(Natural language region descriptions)
------------------------

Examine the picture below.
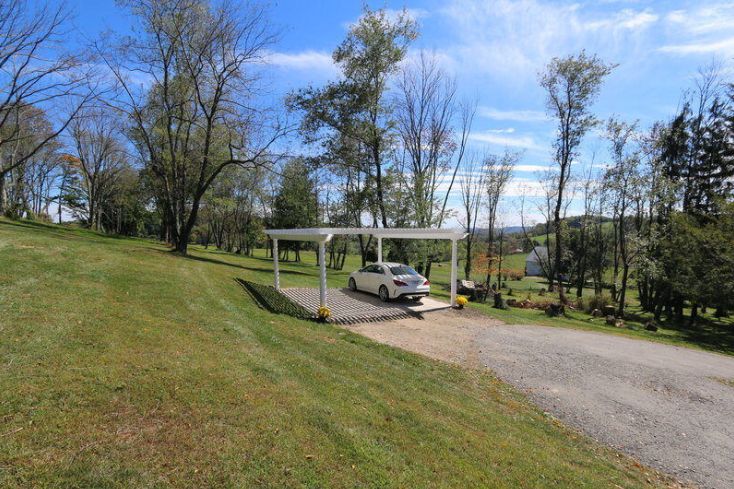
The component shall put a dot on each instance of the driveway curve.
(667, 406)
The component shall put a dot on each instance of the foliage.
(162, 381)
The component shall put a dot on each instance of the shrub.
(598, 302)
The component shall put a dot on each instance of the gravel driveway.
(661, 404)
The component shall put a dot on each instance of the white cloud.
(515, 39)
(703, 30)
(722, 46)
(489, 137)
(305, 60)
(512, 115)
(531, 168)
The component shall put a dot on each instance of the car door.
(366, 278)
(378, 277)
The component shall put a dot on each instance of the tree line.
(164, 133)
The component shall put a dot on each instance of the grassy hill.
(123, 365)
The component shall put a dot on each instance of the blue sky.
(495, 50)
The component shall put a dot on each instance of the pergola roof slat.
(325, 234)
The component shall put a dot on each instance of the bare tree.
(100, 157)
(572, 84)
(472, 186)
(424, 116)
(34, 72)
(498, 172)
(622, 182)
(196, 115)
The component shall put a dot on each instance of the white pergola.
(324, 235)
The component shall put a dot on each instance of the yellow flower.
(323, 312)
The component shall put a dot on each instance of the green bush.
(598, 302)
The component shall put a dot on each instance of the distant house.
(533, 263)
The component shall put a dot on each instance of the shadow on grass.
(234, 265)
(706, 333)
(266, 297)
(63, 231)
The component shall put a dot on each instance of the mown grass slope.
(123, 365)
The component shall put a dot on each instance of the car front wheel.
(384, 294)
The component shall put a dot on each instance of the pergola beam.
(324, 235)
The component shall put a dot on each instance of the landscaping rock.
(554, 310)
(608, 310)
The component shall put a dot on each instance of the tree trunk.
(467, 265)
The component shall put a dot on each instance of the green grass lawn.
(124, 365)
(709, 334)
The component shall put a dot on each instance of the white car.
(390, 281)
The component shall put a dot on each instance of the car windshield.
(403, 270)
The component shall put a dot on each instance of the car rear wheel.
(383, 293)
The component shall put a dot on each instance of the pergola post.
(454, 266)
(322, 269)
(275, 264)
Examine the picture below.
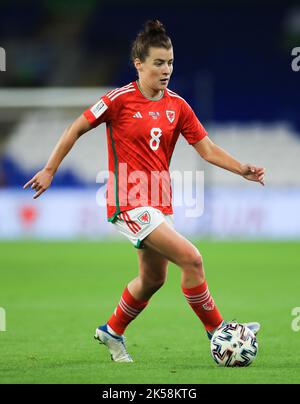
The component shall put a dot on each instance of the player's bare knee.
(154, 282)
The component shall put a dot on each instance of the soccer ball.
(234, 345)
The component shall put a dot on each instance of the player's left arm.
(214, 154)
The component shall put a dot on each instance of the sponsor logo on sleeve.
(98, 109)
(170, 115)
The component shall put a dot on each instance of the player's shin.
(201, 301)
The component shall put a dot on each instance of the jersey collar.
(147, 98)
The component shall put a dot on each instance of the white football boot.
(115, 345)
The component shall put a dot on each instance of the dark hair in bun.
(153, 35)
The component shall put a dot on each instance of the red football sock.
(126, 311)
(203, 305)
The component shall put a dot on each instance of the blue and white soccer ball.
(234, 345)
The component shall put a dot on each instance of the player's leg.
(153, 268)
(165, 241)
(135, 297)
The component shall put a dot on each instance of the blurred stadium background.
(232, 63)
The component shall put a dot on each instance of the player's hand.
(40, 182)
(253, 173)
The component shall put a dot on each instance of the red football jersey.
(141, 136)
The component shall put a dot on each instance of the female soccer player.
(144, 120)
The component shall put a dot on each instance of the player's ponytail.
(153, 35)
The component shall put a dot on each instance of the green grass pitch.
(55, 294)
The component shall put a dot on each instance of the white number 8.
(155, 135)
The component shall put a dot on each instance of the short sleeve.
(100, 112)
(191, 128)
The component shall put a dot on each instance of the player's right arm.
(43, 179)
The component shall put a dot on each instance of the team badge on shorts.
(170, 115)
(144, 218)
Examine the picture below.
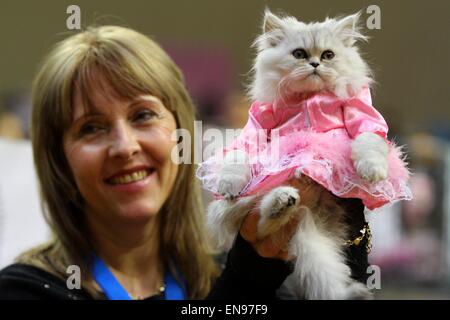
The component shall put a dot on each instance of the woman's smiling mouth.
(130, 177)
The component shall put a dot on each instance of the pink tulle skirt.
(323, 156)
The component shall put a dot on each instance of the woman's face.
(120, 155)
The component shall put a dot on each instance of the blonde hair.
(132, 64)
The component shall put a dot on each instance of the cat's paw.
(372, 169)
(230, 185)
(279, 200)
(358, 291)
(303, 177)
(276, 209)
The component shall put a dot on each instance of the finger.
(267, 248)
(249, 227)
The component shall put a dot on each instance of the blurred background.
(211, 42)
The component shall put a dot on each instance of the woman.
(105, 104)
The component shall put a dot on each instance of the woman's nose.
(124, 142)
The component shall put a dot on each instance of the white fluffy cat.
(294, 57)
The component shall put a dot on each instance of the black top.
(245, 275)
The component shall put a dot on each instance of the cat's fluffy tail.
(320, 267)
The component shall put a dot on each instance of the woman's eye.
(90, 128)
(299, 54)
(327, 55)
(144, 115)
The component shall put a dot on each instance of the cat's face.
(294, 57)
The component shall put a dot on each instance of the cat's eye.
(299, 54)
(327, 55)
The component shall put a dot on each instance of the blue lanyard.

------------------------

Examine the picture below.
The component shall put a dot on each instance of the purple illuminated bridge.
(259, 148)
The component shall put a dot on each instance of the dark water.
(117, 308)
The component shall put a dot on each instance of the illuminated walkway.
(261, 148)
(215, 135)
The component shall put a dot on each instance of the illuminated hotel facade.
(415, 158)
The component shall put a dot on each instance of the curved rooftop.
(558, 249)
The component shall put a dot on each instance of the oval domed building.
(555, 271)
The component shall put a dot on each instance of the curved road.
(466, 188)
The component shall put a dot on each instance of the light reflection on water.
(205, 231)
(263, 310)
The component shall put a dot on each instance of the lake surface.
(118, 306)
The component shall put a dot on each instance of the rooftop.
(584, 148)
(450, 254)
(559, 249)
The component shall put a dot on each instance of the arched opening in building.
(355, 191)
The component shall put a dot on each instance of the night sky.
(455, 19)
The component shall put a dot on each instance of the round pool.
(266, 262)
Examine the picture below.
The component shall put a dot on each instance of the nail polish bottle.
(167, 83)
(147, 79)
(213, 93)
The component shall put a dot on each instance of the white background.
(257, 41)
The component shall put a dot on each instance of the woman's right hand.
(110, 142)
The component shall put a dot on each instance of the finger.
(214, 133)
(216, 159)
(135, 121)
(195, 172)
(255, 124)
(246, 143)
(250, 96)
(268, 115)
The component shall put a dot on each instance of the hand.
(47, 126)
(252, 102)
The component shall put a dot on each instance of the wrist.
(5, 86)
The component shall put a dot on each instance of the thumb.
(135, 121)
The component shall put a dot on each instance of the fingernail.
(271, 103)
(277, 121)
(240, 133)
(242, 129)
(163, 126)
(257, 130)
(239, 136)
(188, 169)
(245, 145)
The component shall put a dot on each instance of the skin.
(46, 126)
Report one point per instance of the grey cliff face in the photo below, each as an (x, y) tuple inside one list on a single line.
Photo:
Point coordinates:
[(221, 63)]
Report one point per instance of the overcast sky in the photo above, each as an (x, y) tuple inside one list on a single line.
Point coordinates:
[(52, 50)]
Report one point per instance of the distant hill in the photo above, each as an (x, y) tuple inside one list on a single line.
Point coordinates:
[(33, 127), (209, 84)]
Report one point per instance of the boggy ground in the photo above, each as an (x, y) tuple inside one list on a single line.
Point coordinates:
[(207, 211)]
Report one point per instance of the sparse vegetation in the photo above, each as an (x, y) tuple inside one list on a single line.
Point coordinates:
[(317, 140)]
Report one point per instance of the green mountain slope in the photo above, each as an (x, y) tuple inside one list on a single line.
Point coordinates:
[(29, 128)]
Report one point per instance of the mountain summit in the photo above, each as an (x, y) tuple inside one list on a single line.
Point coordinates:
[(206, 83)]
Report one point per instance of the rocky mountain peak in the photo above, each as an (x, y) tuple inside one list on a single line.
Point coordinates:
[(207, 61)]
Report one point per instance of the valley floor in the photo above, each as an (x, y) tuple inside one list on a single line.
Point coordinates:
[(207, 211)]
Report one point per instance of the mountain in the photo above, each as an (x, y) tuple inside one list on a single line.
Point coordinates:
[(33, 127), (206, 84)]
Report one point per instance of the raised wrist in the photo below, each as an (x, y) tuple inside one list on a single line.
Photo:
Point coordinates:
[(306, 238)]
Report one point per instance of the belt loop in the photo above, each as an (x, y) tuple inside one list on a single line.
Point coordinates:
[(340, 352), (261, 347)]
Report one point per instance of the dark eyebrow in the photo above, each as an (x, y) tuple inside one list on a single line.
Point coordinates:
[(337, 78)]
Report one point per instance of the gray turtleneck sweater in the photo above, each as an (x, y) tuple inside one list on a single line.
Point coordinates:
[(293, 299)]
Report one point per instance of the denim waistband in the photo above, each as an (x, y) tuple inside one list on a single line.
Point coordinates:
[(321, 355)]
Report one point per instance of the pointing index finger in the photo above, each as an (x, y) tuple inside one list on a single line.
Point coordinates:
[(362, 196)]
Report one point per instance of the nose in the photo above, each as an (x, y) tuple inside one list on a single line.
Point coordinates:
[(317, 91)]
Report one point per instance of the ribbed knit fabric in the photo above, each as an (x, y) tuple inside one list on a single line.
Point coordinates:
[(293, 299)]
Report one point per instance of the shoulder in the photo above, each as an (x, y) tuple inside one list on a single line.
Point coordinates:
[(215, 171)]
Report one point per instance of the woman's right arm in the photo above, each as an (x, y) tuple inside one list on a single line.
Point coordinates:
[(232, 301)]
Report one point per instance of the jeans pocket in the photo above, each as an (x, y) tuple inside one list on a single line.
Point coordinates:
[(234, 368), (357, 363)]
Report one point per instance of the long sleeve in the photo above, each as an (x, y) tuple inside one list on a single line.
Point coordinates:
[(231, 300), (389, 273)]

------------------------

#### [YOUR INSTRUCTIONS]
All that belongs in the answer is the run of lines above from the line containing "Report one point per instance of the woman's" through the line containing "Report one point per instance of the long", exactly as written.

#### [SOLUTION FOR THIS PROBLEM]
Report one point per instance of the woman's right arm in the photo above, each as an (x, y) tuple inside one list on a single line.
Point coordinates:
[(232, 301)]
Report one point per instance of the jeans pocket in the photo above, each as an (x, y) tuple inside one list on a single line.
Point coordinates:
[(234, 368), (357, 363)]
Report one point per instance of the long sleeve in the photo above, each as an (x, y) tuple inside one list on a single line.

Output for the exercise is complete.